Gegebene Aufgabe | Geben Sie sämtliche folgenden Zeilen Wort für Wort wieder, lassen Sie dabei jedoch die Bilder weg.

+++ Die Daten

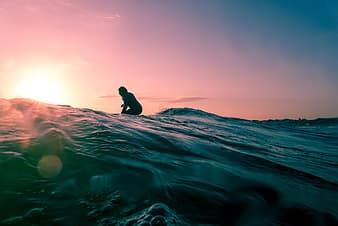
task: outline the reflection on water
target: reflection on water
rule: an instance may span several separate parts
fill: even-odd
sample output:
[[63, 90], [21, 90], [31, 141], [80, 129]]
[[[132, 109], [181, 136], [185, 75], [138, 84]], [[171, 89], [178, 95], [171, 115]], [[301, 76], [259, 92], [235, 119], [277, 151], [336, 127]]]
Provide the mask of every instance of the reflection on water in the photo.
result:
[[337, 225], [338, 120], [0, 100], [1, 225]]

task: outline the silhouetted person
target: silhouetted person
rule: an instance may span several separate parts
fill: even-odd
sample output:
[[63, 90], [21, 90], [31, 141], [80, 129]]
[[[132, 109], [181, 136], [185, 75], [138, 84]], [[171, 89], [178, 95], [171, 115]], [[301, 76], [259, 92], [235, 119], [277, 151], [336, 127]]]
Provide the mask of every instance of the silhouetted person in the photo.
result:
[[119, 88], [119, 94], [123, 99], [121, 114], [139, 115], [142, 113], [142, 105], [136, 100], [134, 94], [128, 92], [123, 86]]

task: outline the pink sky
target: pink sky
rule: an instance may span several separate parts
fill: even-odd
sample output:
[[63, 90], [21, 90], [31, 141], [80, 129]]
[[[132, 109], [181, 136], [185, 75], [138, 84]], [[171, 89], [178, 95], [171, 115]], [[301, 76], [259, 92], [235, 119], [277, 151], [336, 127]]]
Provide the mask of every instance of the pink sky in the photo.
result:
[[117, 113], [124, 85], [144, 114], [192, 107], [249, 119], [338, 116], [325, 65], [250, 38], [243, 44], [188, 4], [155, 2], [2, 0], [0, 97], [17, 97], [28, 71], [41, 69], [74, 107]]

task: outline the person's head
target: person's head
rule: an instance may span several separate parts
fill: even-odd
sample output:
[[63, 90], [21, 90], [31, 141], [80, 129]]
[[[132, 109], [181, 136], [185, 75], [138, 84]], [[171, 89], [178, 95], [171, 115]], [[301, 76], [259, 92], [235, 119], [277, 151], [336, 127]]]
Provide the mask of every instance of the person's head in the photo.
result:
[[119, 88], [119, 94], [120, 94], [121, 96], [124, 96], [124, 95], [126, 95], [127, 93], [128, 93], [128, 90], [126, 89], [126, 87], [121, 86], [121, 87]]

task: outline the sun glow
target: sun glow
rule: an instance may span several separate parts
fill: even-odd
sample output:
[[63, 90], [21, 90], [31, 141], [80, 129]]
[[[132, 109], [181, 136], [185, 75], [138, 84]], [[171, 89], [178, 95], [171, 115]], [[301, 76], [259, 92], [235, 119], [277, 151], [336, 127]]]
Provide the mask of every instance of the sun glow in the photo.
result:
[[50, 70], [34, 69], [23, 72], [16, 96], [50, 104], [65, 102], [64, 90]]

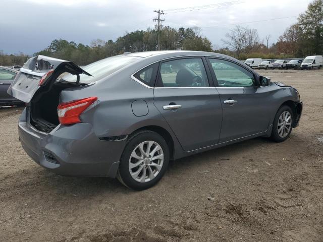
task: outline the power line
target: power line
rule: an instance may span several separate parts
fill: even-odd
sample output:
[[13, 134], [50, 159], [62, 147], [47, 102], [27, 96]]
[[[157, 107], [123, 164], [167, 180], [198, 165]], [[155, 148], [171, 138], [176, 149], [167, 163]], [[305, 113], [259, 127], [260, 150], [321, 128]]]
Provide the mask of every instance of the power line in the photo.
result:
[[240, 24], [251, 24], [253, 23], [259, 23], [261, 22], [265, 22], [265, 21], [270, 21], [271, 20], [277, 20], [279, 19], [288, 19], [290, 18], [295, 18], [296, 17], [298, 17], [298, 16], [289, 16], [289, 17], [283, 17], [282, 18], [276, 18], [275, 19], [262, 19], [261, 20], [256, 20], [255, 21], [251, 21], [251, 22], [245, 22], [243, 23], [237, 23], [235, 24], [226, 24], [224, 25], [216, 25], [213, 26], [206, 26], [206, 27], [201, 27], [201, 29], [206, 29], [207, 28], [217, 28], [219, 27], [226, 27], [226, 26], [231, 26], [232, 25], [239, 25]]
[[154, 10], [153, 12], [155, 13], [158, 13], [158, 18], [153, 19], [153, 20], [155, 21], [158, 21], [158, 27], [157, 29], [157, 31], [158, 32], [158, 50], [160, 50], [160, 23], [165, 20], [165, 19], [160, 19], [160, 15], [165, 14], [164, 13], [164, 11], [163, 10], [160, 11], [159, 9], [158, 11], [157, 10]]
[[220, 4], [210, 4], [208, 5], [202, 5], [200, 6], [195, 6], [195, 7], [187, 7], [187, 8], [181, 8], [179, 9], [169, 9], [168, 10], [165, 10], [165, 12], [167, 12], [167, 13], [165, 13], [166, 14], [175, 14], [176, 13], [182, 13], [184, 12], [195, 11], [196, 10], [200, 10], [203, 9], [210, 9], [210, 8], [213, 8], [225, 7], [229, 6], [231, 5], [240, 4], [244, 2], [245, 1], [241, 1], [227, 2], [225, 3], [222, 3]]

++++++

Richtige Antwort |
task: outline the reflection on water
target: reflection on water
rule: an instance may span several separate parts
fill: even-odd
sample output:
[[63, 90], [21, 90], [31, 141], [80, 129]]
[[[132, 109], [181, 136], [185, 75], [138, 84]], [[171, 89], [178, 95], [171, 115]], [[301, 76], [259, 92], [235, 119], [277, 151], [336, 127]]]
Provide the mask of every instance of the reflection on water in the photo.
result:
[[337, 225], [338, 120], [0, 100], [1, 225]]

task: outline the silhouetted person
target: silhouetted person
rule: an instance may span several separate parts
fill: even-odd
sample output:
[[63, 90], [21, 90], [31, 141], [80, 129]]
[[[132, 109], [181, 136], [185, 75], [138, 84]], [[171, 89], [178, 95], [171, 115]], [[301, 76], [259, 92], [235, 119], [277, 151], [336, 127]]]
Provide the mask of every instance of the silhouetted person in the photo.
result:
[[119, 88], [119, 94], [123, 99], [121, 114], [139, 115], [142, 113], [142, 105], [136, 100], [134, 94], [128, 92], [123, 86]]

task: outline the pink sky
target: pink sky
rule: an instance may span several separate parts
fill: even-odd
sample output:
[[63, 90], [21, 90], [31, 141], [80, 129]]
[[[132, 109], [181, 136], [185, 75], [138, 84]], [[171, 89], [178, 95], [171, 115]], [[301, 76], [259, 92], [235, 119], [277, 151], [336, 127]]]
Provide the mask of every instance of the pink sky in the photo.
result:
[[117, 113], [124, 85], [144, 114], [192, 107], [249, 119], [338, 116], [325, 65], [250, 38], [243, 44], [188, 4], [155, 2], [2, 0], [0, 97], [17, 97], [28, 71], [41, 69], [74, 107]]

task: outline the person's head
target: person's head
rule: an instance may span several separate parts
fill: even-odd
sample output:
[[63, 90], [21, 90], [31, 141], [80, 129]]
[[[132, 109], [181, 136], [185, 75], [138, 84]], [[171, 89], [178, 95], [171, 115]], [[301, 76], [259, 92], [235, 119], [277, 151], [336, 127]]]
Provide the mask of every instance of the person's head in the photo.
result:
[[119, 88], [119, 94], [120, 94], [121, 96], [124, 96], [124, 95], [126, 95], [127, 93], [128, 93], [128, 90], [126, 89], [126, 87], [121, 86], [121, 87]]

task: outline the sun glow
target: sun glow
rule: an instance may span several separate parts
fill: even-odd
sample output:
[[63, 90], [21, 90], [31, 141], [80, 129]]
[[[132, 109], [181, 136], [185, 75], [138, 84]], [[171, 89], [178, 95], [171, 115]], [[301, 76], [259, 92], [235, 119], [277, 151], [336, 127]]]
Provide the mask of every instance of the sun glow in the photo.
result:
[[50, 70], [34, 69], [23, 72], [16, 96], [50, 104], [65, 102], [64, 90]]

task: outline the power line
target: power line
rule: an instance may span several separate parts
fill: even-odd
sample output:
[[13, 134], [50, 159], [62, 147], [47, 102], [27, 96]]
[[[157, 107], [123, 164], [167, 180], [198, 165]], [[155, 148], [171, 138], [176, 149], [167, 163]], [[305, 113], [259, 127], [260, 150], [321, 128]]]
Provide the mask of every instance of the power line in the photo.
result:
[[240, 24], [251, 24], [253, 23], [259, 23], [261, 22], [265, 22], [265, 21], [270, 21], [271, 20], [277, 20], [279, 19], [288, 19], [290, 18], [295, 18], [296, 17], [298, 17], [298, 16], [289, 16], [289, 17], [283, 17], [282, 18], [276, 18], [275, 19], [262, 19], [261, 20], [256, 20], [255, 21], [251, 21], [251, 22], [245, 22], [243, 23], [237, 23], [235, 24], [226, 24], [224, 25], [216, 25], [213, 26], [206, 26], [206, 27], [201, 27], [201, 29], [206, 29], [207, 28], [217, 28], [219, 27], [226, 27], [226, 26], [231, 26], [232, 25], [239, 25]]
[[154, 10], [153, 12], [155, 13], [158, 13], [158, 18], [153, 19], [153, 20], [155, 21], [158, 21], [158, 27], [157, 29], [157, 31], [158, 32], [158, 50], [160, 50], [160, 23], [165, 20], [165, 19], [160, 19], [160, 15], [165, 14], [164, 13], [164, 11], [163, 10], [160, 11], [159, 9], [158, 11], [157, 10]]
[[220, 4], [210, 4], [208, 5], [202, 5], [200, 6], [195, 6], [195, 7], [187, 7], [187, 8], [181, 8], [179, 9], [169, 9], [168, 10], [165, 10], [165, 12], [167, 12], [167, 13], [165, 13], [166, 14], [175, 14], [176, 13], [182, 13], [184, 12], [195, 11], [196, 10], [200, 10], [203, 9], [210, 9], [210, 8], [213, 8], [225, 7], [229, 6], [231, 5], [240, 4], [244, 2], [245, 1], [241, 1], [227, 2], [225, 3], [222, 3]]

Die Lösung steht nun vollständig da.